Collection entries
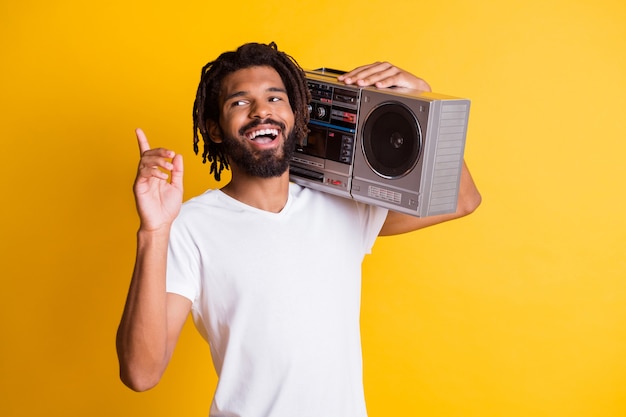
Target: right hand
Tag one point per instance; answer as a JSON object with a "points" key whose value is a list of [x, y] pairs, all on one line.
{"points": [[158, 201]]}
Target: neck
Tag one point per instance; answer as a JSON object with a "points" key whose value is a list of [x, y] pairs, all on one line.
{"points": [[269, 194]]}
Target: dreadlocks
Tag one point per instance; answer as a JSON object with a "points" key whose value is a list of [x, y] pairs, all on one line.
{"points": [[206, 105]]}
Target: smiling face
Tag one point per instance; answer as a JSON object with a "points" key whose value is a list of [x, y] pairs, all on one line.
{"points": [[256, 122]]}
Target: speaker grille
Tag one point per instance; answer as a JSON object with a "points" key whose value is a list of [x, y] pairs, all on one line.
{"points": [[448, 157]]}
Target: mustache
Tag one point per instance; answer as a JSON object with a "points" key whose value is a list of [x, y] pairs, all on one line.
{"points": [[258, 122]]}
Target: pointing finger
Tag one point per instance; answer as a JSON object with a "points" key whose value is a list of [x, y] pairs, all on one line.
{"points": [[142, 140]]}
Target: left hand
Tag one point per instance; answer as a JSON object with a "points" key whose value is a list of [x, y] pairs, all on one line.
{"points": [[382, 75]]}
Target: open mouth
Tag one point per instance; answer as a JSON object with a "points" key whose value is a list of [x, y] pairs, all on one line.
{"points": [[262, 135]]}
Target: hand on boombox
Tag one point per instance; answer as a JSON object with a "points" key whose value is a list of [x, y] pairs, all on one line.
{"points": [[382, 75]]}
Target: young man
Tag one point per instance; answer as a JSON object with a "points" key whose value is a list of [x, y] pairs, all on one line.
{"points": [[275, 293]]}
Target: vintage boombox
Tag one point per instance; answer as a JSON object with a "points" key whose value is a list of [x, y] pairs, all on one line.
{"points": [[397, 148]]}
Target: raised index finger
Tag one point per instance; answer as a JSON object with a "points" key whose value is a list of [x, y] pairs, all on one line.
{"points": [[142, 140]]}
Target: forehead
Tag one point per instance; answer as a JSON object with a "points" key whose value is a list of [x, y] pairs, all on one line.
{"points": [[251, 79]]}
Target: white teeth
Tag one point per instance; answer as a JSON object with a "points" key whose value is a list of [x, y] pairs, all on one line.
{"points": [[262, 132]]}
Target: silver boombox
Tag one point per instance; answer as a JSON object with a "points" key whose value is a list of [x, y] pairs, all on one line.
{"points": [[396, 148]]}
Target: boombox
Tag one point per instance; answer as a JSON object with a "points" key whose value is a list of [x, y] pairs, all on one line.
{"points": [[396, 148]]}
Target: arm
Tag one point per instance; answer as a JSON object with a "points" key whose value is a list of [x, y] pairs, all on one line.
{"points": [[152, 319], [382, 75]]}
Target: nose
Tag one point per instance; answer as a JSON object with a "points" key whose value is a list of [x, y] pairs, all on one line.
{"points": [[260, 110]]}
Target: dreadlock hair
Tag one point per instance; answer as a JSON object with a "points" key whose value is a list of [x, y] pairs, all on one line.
{"points": [[206, 106]]}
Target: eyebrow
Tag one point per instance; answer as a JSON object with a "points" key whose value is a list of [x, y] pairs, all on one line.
{"points": [[243, 93]]}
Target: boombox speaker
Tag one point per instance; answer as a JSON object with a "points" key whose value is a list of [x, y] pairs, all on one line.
{"points": [[396, 148]]}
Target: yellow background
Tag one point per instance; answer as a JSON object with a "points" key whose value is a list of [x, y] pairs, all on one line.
{"points": [[517, 310]]}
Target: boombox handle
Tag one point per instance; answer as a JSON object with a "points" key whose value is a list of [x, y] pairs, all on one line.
{"points": [[329, 71]]}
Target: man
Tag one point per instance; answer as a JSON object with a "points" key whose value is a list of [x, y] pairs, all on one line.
{"points": [[275, 297]]}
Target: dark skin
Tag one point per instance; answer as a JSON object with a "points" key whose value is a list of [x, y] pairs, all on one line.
{"points": [[152, 318]]}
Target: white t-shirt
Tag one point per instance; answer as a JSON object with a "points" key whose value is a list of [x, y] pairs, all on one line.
{"points": [[277, 296]]}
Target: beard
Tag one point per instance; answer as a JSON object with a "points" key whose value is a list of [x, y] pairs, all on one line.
{"points": [[264, 164]]}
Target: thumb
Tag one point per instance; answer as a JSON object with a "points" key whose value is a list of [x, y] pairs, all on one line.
{"points": [[177, 171]]}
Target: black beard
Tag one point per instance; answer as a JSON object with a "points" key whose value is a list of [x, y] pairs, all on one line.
{"points": [[262, 164]]}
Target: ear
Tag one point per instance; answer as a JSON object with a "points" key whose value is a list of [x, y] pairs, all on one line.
{"points": [[214, 130]]}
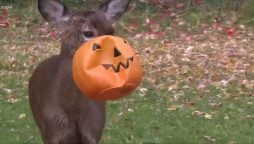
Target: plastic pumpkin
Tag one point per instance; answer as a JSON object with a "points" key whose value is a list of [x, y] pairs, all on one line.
{"points": [[106, 68]]}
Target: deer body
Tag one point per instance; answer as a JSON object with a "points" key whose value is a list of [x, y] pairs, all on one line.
{"points": [[62, 113]]}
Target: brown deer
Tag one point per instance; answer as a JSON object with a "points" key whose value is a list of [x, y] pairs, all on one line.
{"points": [[63, 114]]}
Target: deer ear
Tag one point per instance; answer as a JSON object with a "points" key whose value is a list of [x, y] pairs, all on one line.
{"points": [[53, 11], [114, 9]]}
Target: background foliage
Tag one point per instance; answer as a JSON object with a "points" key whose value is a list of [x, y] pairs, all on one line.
{"points": [[198, 61]]}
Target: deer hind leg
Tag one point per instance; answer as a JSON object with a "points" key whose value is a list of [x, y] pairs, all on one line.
{"points": [[59, 129]]}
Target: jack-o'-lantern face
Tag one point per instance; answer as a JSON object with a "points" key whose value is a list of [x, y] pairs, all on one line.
{"points": [[106, 68]]}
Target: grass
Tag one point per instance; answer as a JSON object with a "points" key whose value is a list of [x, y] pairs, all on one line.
{"points": [[189, 95]]}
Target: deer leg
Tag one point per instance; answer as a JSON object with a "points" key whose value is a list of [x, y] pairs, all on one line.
{"points": [[58, 129]]}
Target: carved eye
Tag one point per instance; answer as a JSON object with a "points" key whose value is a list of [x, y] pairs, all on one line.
{"points": [[96, 47], [88, 34]]}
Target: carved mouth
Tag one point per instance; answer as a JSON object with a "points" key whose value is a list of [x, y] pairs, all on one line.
{"points": [[117, 68]]}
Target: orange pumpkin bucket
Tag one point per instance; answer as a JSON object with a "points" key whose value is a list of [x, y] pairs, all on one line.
{"points": [[106, 68]]}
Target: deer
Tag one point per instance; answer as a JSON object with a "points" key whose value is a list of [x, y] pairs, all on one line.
{"points": [[4, 22], [63, 114]]}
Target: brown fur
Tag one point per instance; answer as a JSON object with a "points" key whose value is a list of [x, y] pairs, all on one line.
{"points": [[63, 114]]}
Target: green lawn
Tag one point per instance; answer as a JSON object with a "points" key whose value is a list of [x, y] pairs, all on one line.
{"points": [[197, 88]]}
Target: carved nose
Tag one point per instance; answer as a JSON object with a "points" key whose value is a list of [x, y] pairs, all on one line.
{"points": [[116, 52]]}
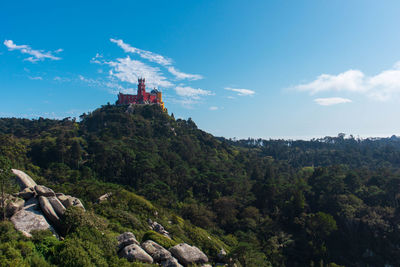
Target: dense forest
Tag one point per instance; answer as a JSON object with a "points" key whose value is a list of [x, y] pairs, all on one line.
{"points": [[333, 201]]}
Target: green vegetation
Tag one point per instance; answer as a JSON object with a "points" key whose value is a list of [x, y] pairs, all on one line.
{"points": [[327, 202]]}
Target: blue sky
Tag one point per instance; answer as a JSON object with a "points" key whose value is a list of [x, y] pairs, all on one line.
{"points": [[270, 69]]}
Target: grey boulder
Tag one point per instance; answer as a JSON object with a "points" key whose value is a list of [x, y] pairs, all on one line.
{"points": [[69, 201], [48, 210], [187, 254], [135, 253], [14, 204], [171, 262], [57, 206], [27, 193], [23, 179], [42, 190], [126, 239], [30, 218], [104, 197], [157, 252]]}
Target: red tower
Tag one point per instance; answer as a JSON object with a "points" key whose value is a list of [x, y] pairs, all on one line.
{"points": [[141, 89], [142, 97]]}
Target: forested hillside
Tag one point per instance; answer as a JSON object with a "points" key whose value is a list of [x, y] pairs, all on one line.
{"points": [[325, 202]]}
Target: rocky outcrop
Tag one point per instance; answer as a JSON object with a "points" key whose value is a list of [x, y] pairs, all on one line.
{"points": [[155, 226], [23, 179], [57, 206], [69, 201], [171, 262], [126, 239], [14, 204], [157, 252], [30, 218], [135, 253], [27, 193], [104, 197], [41, 190], [42, 206], [187, 254], [48, 210]]}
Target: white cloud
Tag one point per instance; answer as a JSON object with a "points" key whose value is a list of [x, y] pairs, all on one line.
{"points": [[241, 92], [351, 80], [329, 101], [114, 87], [35, 78], [129, 70], [61, 79], [36, 55], [189, 92], [382, 86], [181, 75], [153, 57]]}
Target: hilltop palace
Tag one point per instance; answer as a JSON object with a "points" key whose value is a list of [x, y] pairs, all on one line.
{"points": [[142, 97]]}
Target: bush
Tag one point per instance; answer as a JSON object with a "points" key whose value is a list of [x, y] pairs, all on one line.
{"points": [[159, 239]]}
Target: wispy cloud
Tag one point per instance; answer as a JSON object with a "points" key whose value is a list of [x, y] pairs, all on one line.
{"points": [[187, 91], [35, 78], [129, 70], [113, 86], [156, 58], [153, 57], [61, 79], [181, 75], [241, 91], [382, 86], [35, 55], [329, 101], [158, 71]]}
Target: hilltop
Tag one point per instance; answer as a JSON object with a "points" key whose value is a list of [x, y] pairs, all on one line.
{"points": [[264, 202]]}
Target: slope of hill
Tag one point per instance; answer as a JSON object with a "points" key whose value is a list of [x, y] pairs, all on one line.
{"points": [[266, 203]]}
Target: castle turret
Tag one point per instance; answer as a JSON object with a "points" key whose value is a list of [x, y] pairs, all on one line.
{"points": [[141, 88]]}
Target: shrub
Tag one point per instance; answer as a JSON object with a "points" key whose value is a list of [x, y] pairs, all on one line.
{"points": [[159, 239]]}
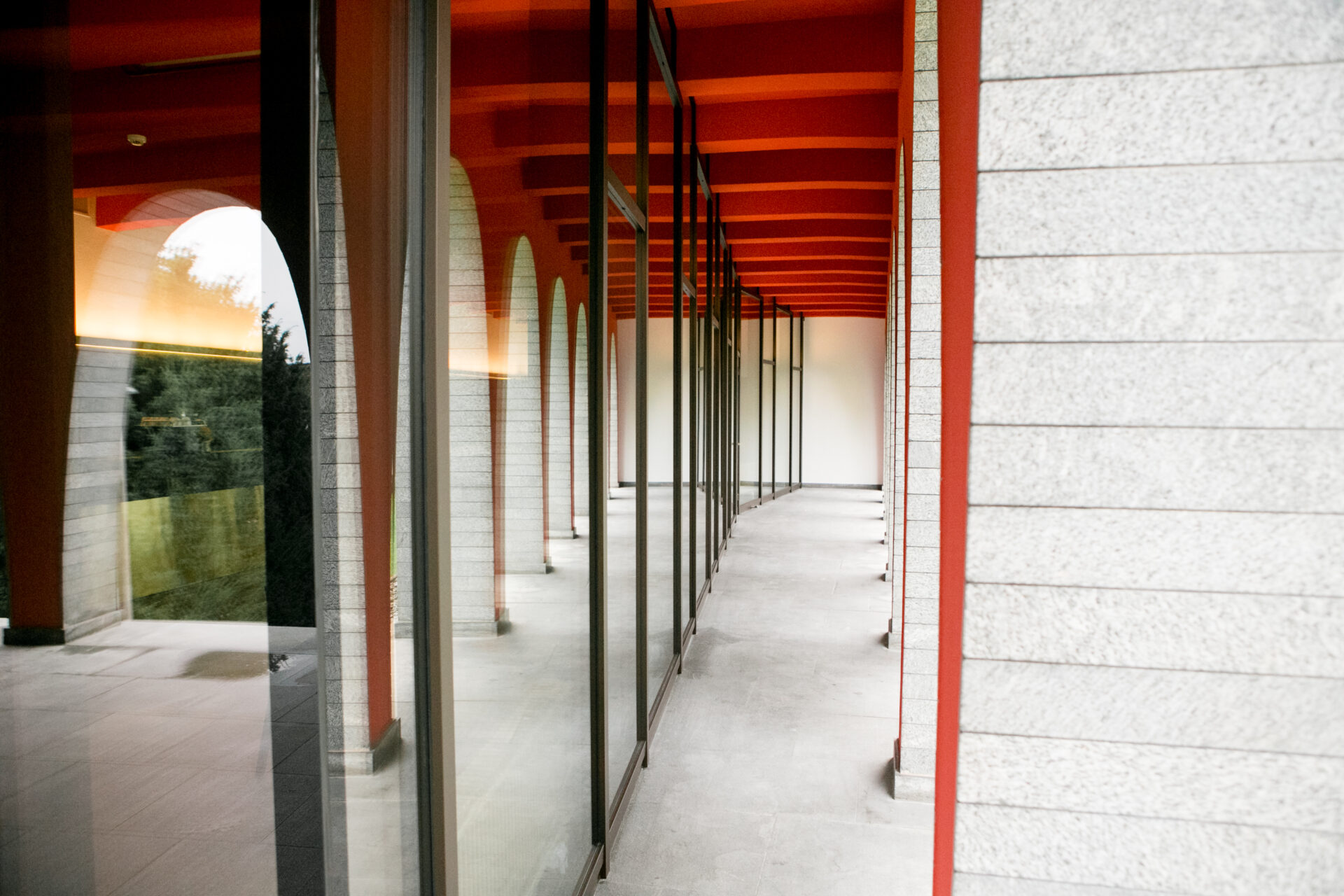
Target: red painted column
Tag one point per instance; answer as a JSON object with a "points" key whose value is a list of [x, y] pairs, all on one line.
{"points": [[38, 332], [958, 101]]}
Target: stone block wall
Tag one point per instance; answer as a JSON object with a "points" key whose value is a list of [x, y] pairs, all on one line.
{"points": [[96, 566], [470, 464], [1154, 640], [559, 507], [523, 486], [342, 599], [920, 666]]}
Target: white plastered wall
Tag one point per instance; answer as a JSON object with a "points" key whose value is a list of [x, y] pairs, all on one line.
{"points": [[841, 400], [1154, 644]]}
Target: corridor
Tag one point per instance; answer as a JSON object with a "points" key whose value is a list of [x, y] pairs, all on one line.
{"points": [[771, 773]]}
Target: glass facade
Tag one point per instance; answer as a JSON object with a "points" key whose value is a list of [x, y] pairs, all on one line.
{"points": [[268, 629]]}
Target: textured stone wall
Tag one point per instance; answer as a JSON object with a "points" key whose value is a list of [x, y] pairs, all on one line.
{"points": [[920, 668], [894, 512], [96, 568], [1154, 669], [559, 508], [613, 422], [403, 618], [470, 496], [337, 445], [524, 540]]}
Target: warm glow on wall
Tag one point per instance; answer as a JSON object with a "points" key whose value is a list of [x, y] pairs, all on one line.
{"points": [[202, 284]]}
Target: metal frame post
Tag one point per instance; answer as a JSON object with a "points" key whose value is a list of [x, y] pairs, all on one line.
{"points": [[597, 418]]}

> _Task to complete_: Reproduce every line in the records above that contains the word "stone".

> _Solution_:
Target: stone block wall
Target: textured stone wall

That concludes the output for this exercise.